Retype the material below. Keep every word exactly as it is.

┌─ MATERIAL FOR THE TASK

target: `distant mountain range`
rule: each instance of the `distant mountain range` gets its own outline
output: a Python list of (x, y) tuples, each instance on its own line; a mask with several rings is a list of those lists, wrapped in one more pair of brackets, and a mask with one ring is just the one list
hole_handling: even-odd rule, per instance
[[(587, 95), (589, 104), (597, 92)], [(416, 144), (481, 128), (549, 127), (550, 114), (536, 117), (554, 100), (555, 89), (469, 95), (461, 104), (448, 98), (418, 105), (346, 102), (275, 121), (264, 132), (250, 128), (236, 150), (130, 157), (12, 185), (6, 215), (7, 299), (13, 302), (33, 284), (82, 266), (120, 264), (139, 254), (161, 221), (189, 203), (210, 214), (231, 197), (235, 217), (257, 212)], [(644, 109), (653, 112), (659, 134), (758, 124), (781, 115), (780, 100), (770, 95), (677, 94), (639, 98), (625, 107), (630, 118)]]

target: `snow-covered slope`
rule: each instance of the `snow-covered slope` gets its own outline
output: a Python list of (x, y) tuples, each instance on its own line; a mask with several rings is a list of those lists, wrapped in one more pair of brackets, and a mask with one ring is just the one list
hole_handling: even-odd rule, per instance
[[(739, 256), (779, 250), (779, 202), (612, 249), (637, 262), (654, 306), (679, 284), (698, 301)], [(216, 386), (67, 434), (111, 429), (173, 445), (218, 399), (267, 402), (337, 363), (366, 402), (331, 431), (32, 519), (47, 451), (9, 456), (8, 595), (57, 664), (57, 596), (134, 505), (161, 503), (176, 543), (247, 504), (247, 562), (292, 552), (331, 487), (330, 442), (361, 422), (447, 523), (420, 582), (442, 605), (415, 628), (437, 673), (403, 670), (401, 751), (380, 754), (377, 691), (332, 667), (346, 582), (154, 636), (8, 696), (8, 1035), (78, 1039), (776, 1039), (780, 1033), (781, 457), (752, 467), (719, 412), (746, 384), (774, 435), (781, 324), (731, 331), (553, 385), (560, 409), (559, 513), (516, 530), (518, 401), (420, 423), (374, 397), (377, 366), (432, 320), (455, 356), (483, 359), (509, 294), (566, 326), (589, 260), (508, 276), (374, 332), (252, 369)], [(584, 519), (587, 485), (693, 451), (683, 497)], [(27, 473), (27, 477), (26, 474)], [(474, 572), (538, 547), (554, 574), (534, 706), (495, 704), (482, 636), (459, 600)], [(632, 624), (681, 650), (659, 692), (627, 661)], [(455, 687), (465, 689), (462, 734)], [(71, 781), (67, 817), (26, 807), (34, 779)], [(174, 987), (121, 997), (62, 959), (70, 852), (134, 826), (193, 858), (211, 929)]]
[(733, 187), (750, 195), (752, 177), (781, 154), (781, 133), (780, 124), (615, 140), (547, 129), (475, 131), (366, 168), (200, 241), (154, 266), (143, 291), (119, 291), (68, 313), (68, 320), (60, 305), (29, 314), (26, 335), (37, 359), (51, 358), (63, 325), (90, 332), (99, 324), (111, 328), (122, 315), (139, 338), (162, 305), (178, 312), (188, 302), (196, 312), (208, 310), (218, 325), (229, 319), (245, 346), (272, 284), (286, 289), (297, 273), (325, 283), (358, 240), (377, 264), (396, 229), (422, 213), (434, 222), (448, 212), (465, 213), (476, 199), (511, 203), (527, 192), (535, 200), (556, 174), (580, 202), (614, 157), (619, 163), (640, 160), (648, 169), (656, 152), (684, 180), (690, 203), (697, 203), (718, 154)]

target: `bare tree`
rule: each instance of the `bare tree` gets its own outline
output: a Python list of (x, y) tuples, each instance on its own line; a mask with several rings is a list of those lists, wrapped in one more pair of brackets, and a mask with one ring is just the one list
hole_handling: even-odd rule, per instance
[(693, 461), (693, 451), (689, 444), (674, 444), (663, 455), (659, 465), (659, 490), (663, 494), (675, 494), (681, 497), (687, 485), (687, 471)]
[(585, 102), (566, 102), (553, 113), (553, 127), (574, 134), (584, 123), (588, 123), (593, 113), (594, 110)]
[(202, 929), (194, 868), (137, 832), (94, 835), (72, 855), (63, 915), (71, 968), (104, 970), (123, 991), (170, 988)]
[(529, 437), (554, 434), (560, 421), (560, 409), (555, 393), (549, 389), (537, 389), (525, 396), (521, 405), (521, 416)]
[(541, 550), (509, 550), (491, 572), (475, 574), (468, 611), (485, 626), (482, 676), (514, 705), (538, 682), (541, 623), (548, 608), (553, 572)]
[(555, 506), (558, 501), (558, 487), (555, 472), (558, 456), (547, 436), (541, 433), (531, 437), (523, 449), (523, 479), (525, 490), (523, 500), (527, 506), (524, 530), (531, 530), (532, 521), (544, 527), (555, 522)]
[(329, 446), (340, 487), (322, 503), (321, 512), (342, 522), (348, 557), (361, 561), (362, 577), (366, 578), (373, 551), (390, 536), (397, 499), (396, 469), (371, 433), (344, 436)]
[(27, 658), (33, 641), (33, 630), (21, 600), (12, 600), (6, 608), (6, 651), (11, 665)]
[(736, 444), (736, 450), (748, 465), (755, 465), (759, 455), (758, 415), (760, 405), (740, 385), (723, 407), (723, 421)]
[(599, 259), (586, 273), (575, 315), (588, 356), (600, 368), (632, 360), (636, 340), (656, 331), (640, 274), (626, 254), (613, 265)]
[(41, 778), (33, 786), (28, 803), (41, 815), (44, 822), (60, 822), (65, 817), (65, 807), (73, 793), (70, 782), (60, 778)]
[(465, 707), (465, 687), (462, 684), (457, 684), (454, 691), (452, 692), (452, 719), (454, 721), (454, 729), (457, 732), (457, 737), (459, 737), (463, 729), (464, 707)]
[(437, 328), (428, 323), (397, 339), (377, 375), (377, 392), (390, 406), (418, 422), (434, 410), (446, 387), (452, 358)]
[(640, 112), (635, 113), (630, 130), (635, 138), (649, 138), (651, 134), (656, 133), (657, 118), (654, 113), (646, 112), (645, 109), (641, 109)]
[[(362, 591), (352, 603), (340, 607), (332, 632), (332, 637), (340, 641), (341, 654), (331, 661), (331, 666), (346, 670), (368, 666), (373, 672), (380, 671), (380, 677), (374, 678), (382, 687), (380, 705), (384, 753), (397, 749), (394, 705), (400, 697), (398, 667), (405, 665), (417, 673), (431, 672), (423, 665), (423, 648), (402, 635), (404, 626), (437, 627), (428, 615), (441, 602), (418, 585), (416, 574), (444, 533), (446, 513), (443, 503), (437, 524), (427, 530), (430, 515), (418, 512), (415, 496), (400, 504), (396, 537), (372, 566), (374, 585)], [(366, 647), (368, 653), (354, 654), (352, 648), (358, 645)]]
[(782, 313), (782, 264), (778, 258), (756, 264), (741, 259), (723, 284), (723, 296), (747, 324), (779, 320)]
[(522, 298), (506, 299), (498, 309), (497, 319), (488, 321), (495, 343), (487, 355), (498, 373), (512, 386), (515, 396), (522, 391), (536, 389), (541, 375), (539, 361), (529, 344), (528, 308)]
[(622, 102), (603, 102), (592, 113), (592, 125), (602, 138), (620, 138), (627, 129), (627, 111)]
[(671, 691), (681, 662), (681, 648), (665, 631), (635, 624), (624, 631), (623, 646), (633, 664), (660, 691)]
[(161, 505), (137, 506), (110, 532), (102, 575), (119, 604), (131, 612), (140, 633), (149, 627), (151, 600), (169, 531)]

└─

[TASK OUTPUT]
target: `distant mountain range`
rule: each instance of the `distant mountain range` gets its own outline
output: a Python list of (x, y) tuples, each instance on its own line; a mask with several rings is a list of those lists, wrapped in one more pair of brackets, and a mask with one ring is just the one list
hole_handling: even-odd rule, per instance
[[(587, 95), (589, 104), (597, 92)], [(416, 144), (481, 128), (549, 127), (550, 114), (536, 117), (554, 100), (555, 89), (469, 95), (461, 104), (448, 98), (418, 105), (346, 102), (275, 121), (264, 132), (250, 128), (236, 150), (130, 157), (12, 185), (6, 215), (7, 299), (13, 302), (33, 284), (82, 266), (120, 264), (139, 254), (161, 221), (189, 203), (210, 214), (231, 197), (235, 217), (257, 212)], [(644, 109), (653, 112), (659, 134), (758, 124), (781, 115), (780, 100), (770, 95), (677, 94), (639, 98), (625, 107), (630, 118)]]

target: `snow-covered slope`
rule: each instance of the `snow-covered slope` gets its own outline
output: a Python list of (x, y) tuples, each instance on its own line; a mask with several rings is a list of those lists, wrapped in one more pair of brackets, and a mask with one ring is just the one list
hole_handling: even-odd rule, per instance
[[(739, 256), (779, 250), (779, 202), (612, 249), (637, 262), (654, 306), (679, 284), (698, 301)], [(216, 386), (67, 434), (111, 429), (173, 445), (218, 399), (267, 402), (337, 363), (366, 402), (331, 431), (32, 519), (47, 451), (9, 456), (8, 595), (57, 664), (57, 596), (134, 505), (161, 503), (176, 543), (247, 504), (247, 562), (292, 552), (331, 487), (330, 442), (361, 422), (447, 523), (420, 582), (442, 605), (415, 628), (437, 673), (403, 670), (401, 751), (380, 754), (377, 691), (332, 667), (346, 582), (154, 636), (8, 696), (8, 1035), (78, 1039), (776, 1039), (780, 1033), (781, 457), (752, 467), (719, 412), (746, 384), (774, 435), (781, 324), (731, 331), (553, 385), (560, 409), (559, 513), (516, 530), (518, 401), (420, 423), (374, 397), (377, 366), (432, 320), (455, 356), (483, 359), (509, 294), (566, 326), (589, 260), (508, 276), (374, 332), (252, 369)], [(584, 519), (587, 485), (693, 451), (683, 497)], [(27, 473), (27, 477), (26, 474)], [(474, 572), (538, 547), (554, 574), (534, 706), (495, 704), (482, 636), (459, 600)], [(632, 624), (681, 650), (659, 692), (627, 661)], [(455, 687), (465, 689), (462, 734)], [(71, 781), (67, 817), (26, 807), (34, 779)], [(174, 987), (121, 997), (62, 959), (70, 852), (134, 826), (193, 858), (211, 929)]]
[(733, 187), (750, 195), (752, 177), (781, 154), (781, 133), (780, 124), (615, 140), (547, 129), (475, 131), (366, 168), (200, 241), (154, 266), (143, 291), (119, 291), (68, 313), (68, 320), (60, 305), (29, 314), (26, 335), (37, 359), (51, 358), (63, 325), (90, 332), (99, 324), (111, 328), (122, 315), (139, 338), (162, 305), (178, 312), (188, 302), (196, 312), (208, 310), (218, 325), (229, 319), (245, 346), (272, 284), (286, 289), (297, 273), (325, 283), (358, 240), (377, 264), (396, 229), (422, 213), (434, 222), (448, 212), (465, 213), (476, 199), (511, 203), (527, 192), (535, 200), (556, 174), (580, 202), (614, 157), (619, 163), (640, 160), (648, 169), (656, 152), (684, 180), (690, 203), (697, 203), (718, 154)]

target: `bare tree`
rule: each instance of the `bare tree` gets its own outline
output: a Python list of (x, y) tuples, each instance on its own line; a mask with several rings is a list of those lists, wrapped in one more pair of brackets, and a mask with one ring is just the one list
hole_handling: even-odd rule, per instance
[(693, 461), (693, 451), (689, 444), (674, 444), (663, 455), (659, 465), (659, 490), (663, 494), (675, 494), (681, 497), (687, 485), (687, 471)]
[(585, 102), (566, 102), (553, 113), (553, 127), (574, 134), (584, 123), (588, 123), (593, 113), (594, 110)]
[(202, 929), (194, 868), (137, 832), (94, 835), (72, 855), (63, 915), (71, 968), (104, 970), (123, 991), (170, 988)]
[(529, 437), (554, 434), (560, 421), (560, 409), (555, 393), (549, 389), (537, 389), (525, 396), (521, 405), (521, 416)]
[(541, 550), (509, 550), (491, 572), (475, 574), (468, 611), (485, 626), (482, 676), (514, 705), (538, 682), (541, 623), (548, 608), (553, 572)]
[(555, 506), (558, 501), (558, 487), (555, 472), (558, 456), (547, 436), (541, 433), (531, 437), (523, 449), (523, 479), (525, 490), (523, 500), (527, 506), (524, 530), (531, 530), (532, 521), (544, 527), (555, 522)]
[(329, 446), (340, 487), (322, 503), (321, 512), (342, 522), (348, 557), (361, 561), (362, 577), (366, 578), (373, 551), (390, 536), (397, 499), (396, 469), (371, 433), (344, 436)]
[(27, 658), (33, 641), (33, 630), (21, 600), (12, 600), (6, 608), (6, 651), (11, 665)]
[(736, 444), (736, 450), (748, 465), (755, 465), (759, 455), (758, 415), (760, 405), (740, 385), (723, 407), (723, 421)]
[(599, 259), (586, 273), (575, 315), (588, 356), (600, 368), (632, 360), (636, 340), (656, 331), (640, 274), (626, 254), (613, 265)]
[(41, 778), (33, 786), (28, 803), (41, 815), (44, 822), (60, 822), (65, 817), (65, 807), (73, 793), (70, 782), (60, 778)]
[(465, 707), (465, 687), (462, 684), (457, 684), (454, 691), (452, 692), (452, 719), (454, 721), (454, 729), (457, 732), (457, 737), (459, 737), (463, 729), (464, 707)]
[(437, 328), (428, 323), (397, 339), (377, 375), (377, 392), (390, 406), (418, 422), (434, 410), (446, 387), (452, 358)]
[(640, 112), (635, 113), (630, 130), (635, 138), (649, 138), (651, 134), (656, 133), (657, 118), (654, 113), (646, 112), (645, 109), (641, 109)]
[[(362, 591), (352, 603), (340, 607), (332, 632), (332, 637), (340, 641), (341, 654), (331, 661), (331, 666), (346, 670), (368, 666), (373, 672), (380, 671), (380, 677), (374, 678), (382, 687), (380, 705), (384, 753), (397, 749), (394, 705), (400, 697), (398, 667), (405, 665), (417, 673), (431, 672), (423, 665), (423, 648), (402, 635), (404, 626), (437, 627), (428, 615), (441, 602), (418, 585), (416, 574), (444, 533), (446, 513), (443, 503), (437, 524), (427, 530), (430, 515), (418, 512), (415, 496), (400, 504), (396, 537), (372, 566), (374, 585)], [(366, 647), (368, 653), (354, 654), (352, 648), (358, 645)]]
[(782, 313), (782, 264), (778, 258), (756, 264), (741, 259), (723, 284), (723, 296), (747, 324), (779, 320)]
[(522, 298), (506, 299), (498, 309), (497, 319), (488, 321), (495, 343), (487, 355), (498, 373), (512, 386), (515, 396), (522, 391), (536, 389), (541, 375), (539, 361), (529, 344), (528, 308)]
[(622, 102), (603, 102), (592, 113), (592, 125), (602, 138), (620, 138), (627, 129), (627, 111)]
[(671, 691), (681, 662), (681, 648), (665, 631), (635, 624), (624, 631), (623, 646), (633, 664), (660, 691)]
[(161, 505), (137, 506), (110, 532), (102, 575), (119, 604), (131, 612), (140, 633), (149, 627), (151, 600), (169, 531)]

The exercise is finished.